Challenges ::
a. In the Dracula ballet review, who composed the music?
b. Please continue the Dracula ballet review from where it stops.

-- Begin Document extract --

From the moment the curtains opened to depict a medieval gothic castle, the audience was spellbound. The sets were outstanding, the lighting accenting aspects of the ballet, bringing the story of the ill-fated Count Dracula to a whole new audience.
Commissioned Polish choreographer, Krzystof Pastor wanted ‘to make a piece about love’ and this is evident with how the relationships between the characters are explored. Count Dracula is first introduced saying goodbye to his beloved wife, Elizabeth, and leaves her for war. She believes him to be killed, and suicides by jumping off the top of the castle. When the Count returns to find her dead and refused burial by the church, he renounces God and becomes a vampire.
So sets the scene for this sometimes-grisly tale. With music by Polish composer Wojciech Kilar, the contrasting styles help create two distinct tempers – that of the darkness that is Dracula’s castle, and the lighter, lively London party atmosphere. Camerata – Queensland’s Chamber Orchestra – ably led by Nigel Gaynor – provided the perfect balance of light and shade, to an exceptional level.
400 years later, a young English solicitor, Jonathan Harker (Camilo Ramos), arrives by a very cleverly-constructed carriage at the castle to finalise the Count’s purchase of English land. Six vampires (Laura Tosar, Vanessa Morelli, Sophie Zoricic, Dylan Lackey, Vito Bernasconi, Rian Thompson) are also at the castle, and they assault Jonathon while he is sleeping.
The dance sequences during these scenes are arresting – combining classical ballet with contemporary and lyrical moves. With outstanding costuming, the dark lighting and intense music provides an atmosphere rarely seen in a ballet production.
The stand out for me were the phantoms Liam Geck and Patricio Revé whose synchronicity was impressive, while executing classical leaps, turns and extensions with inspiring elevation.

-- End Document extract --
-- Begin Dataset excerpt --

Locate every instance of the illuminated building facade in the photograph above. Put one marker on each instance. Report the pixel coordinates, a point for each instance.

-- End Dataset excerpt --

Exercise responses ::
a. The Polish composer Wojciech Kilar.

b.
While at the court, Jonathon sustains a paper cut, and the lust-fuelled tango that ensues is nothing short of brilliant.
Jonathon’s fiancée, Mina, has been left behind in London, with her friend Lucy, who becomes engaged to one of her two courters. While at their engagement party, Dracula arrives to find Mina, who holds a great likeness to his dead wife, Elizabeth. The party takes a dark turn, with the Count restoring to his youth with fresh infusions of blood. The dancing during this and the previous party scenes are almost garish in their difference to the scenes in the castle.
The two leads playing Old Dracula (Alexander Ideszak) and Young Dracula (Victor Estevez) respectively are simply spectacular. Traditionally cloaked, with long flowing locks of either white or black, they provided an arresting display of gothic darkness.
D’Arcy Brazier portrayed the tormented Renfield in the asylum, and gave a performance that was captivating in its intensity. The music weaves around him and his movement, leaving the audience wanting more.
There are no negatives in this mesmerizing dramatic production. At times loud and intense and at others almost silent – and the audience did not stir. In fact clapping was minimal throughout as you didn’t want to break the spell. A stunningly contemporary portrayal breathes new life into this old tale. Don’t miss out on seeing what is sure to be the Ballet of the Year.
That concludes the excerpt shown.